*SET TASK A*
Using the article on calculated columns, answer each question below, one answer per line, marked as the questions are.
(i) What does the article call a semantic data model?
(ii) In formal SSAS projects, from what does the author typically recommend every table in the model import data?
(iii) What can complicated queries become if they are not documented, annotated and easy to decipher?
*SET TASK B*
State whether each statement below agrees with the article on calculated columns. Answer yes or no, and quote the words of the article that decide it.
(i) The technique used to calculate a stored column value often makes a large difference in performance.
(ii) Renaming columns in the SSAS data model designer was slow and cumbersome.
(iii) The author has fully settled on Power Query in SQL Server Data Tools for managing transformations.
*SET TASK C*
List every change to a column that the article on calculated columns says could break every calculation and report visual that references that column.

*ARTICLE*
For calculated columns that end up stored in a data model table, there is rarely a difference in performance, storage or report query speed based on the technique used to calculate the column value. In cases where there is a technical advantage, the decision should be clear – use the most optimal method that is feasible. In the majority of cases where there is no strong technical argument for one method or the other, use the method that simplifies development and maintenance, and offers more control.

You should have a standard method for managing calculated columns, so you know how to maintain them down the road. This might seem trivial so why does it matter so much?

The data model schema is the foundation for your reporting solution and making changes after the rest of the solution is designed can be catastrophic if you don’t plan and manage future changes. A semantic data model is literally a house of cards. Deleting, renaming or changing the data type for a column could break every calculation and the report visual referencing that column. Whether you should create these calculated values in a source query using hand-written SQL or a database object like a view or user-defined function, in Power Query or as a calculated column using DAX – that will depend on who maintains the Power BI or SSAS model and who should manage the design in the future.

SQL and Database Objects

As a general rule of thumb, in formal SSAS projects built on a relational data mart or data warehouse that is managed by the same project team as the BI data model, I typically recommend that every table in the model import data from a corresponding view or UDF stored and managed in the relational database. Keep in mind that is the way we’ve been designing Microsoft BI projects for several years. Performing simple tasks like renaming columns in the SSAS data model designer was slow and cumbersome. Performing this part of the data prep in T-SQL was much easier than in SSDT. With the recent advent of Power Query in SQL Server Data Tools, there is a good argument to be made for managing those transformations but the tool is still new and frankly I’m still testing the water. Again, keep changes in one place for future maintenance.

Do your absolute best to avoid writing complex SQL query logic that cannot be traced back to the sources. Complicated queries can become a black box – and a Pandora’s box if they aren’t documented, annotated and easy to decipher.

*RECORDS SHOWN*
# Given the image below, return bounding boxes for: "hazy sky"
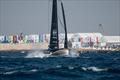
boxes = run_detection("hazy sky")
[0,0,120,35]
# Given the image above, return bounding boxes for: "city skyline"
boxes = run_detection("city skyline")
[0,0,120,35]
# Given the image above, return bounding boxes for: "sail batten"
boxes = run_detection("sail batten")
[49,0,59,50]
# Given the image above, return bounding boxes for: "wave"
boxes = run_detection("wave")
[2,71,18,75]
[81,66,108,72]
[25,51,50,58]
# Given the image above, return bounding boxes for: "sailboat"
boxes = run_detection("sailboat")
[48,0,69,55]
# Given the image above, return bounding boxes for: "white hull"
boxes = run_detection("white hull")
[51,49,69,56]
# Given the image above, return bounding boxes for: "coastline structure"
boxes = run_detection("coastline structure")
[0,33,120,51]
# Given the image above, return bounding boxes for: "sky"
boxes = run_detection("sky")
[0,0,120,36]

*WRITTEN REPLY A*
(i) Literally a house of cards.
(ii) From a corresponding view or UDF stored and managed in the relational database.
(iii) A black box, and a Pandora's box.

*WRITTEN REPLY B*
(i) No: "there is rarely a difference in performance, storage or report query speed based on the technique used to calculate the column value."
(ii) Yes: "Performing simple tasks like renaming columns in the SSAS data model designer was slow and cumbersome."
(iii) No: "the tool is still new and frankly I’m still testing the water."

*WRITTEN REPLY C*
Deleting the column
Renaming the column
Changing the column's data type